**What is expected**.
Give the data below again, word for word.

═══ Data for this exercise ═══

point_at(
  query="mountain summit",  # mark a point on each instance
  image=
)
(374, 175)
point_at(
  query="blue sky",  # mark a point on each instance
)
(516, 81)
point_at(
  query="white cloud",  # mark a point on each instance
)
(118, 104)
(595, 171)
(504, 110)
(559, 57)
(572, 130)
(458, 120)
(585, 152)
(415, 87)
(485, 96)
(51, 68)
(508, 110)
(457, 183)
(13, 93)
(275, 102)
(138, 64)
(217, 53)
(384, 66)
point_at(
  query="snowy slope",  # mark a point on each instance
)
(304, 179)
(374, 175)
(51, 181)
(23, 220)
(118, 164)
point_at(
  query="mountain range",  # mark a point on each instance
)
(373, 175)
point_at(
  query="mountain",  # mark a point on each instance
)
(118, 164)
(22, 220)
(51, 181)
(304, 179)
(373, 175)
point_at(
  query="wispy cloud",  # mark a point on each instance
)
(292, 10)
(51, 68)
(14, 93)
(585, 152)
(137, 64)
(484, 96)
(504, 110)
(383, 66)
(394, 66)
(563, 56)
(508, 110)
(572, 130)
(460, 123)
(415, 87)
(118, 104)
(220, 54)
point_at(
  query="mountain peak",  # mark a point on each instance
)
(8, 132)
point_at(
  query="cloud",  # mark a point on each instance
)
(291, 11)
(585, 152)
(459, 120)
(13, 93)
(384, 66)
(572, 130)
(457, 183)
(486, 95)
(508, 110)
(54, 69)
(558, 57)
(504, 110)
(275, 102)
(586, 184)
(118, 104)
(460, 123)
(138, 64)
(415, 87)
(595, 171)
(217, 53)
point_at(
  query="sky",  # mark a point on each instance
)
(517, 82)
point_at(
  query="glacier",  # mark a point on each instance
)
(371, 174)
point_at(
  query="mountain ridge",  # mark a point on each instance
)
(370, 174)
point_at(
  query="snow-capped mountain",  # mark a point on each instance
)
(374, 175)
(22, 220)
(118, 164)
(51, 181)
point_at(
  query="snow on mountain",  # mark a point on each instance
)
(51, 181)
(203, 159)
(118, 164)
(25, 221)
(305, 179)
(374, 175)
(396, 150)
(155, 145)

═══

**Solution to this task**.
point_at(
  query="mountain summit",  # mark a point on each instance
  image=
)
(374, 175)
point_at(
  query="blue sky",  # mark a point on each instance
)
(516, 81)
point_at(
  query="white cloud",  # mark a point on each instance
)
(118, 104)
(595, 171)
(504, 110)
(559, 57)
(572, 130)
(458, 120)
(585, 152)
(415, 87)
(485, 96)
(51, 68)
(508, 110)
(457, 183)
(13, 93)
(275, 102)
(138, 64)
(217, 53)
(384, 66)
point_at(
  query="snowy slope",  # mark a point on each instance
)
(304, 179)
(374, 175)
(51, 181)
(23, 220)
(118, 164)
point_at(
  query="mountain range",  # mark a point on each instance
)
(373, 175)
point_at(
  query="mountain",  # mark a point on each instance
)
(118, 164)
(22, 220)
(51, 181)
(304, 179)
(373, 175)
point_at(
  query="wispy cloud",  # mark a point on each instance
)
(292, 10)
(51, 68)
(14, 93)
(585, 152)
(137, 64)
(484, 96)
(504, 110)
(383, 66)
(394, 66)
(563, 56)
(508, 110)
(572, 130)
(460, 123)
(415, 87)
(118, 104)
(220, 54)
point_at(
  query="mountain peak",  # mark a point on each instance
)
(8, 132)
point_at(
  query="cloud",  # mark a point on each instance
)
(291, 11)
(585, 152)
(459, 120)
(13, 93)
(384, 66)
(572, 130)
(457, 183)
(486, 95)
(508, 110)
(54, 69)
(558, 57)
(504, 110)
(275, 102)
(586, 184)
(118, 104)
(460, 123)
(138, 64)
(415, 87)
(595, 171)
(217, 53)
point_at(
  query="sky",  # mark a point on each instance
)
(517, 82)
point_at(
  query="glacier",  # mark a point on each instance
)
(371, 174)
point_at(
  query="mountain ridge",  # mark a point on each instance
)
(370, 174)
point_at(
  query="snow-capped mountain",  # mark a point on each instance
)
(374, 175)
(22, 220)
(118, 164)
(51, 181)
point_at(
  query="snow on mountain",  # mark a point on each instance
)
(51, 181)
(203, 159)
(118, 164)
(25, 221)
(305, 179)
(374, 175)
(396, 150)
(155, 145)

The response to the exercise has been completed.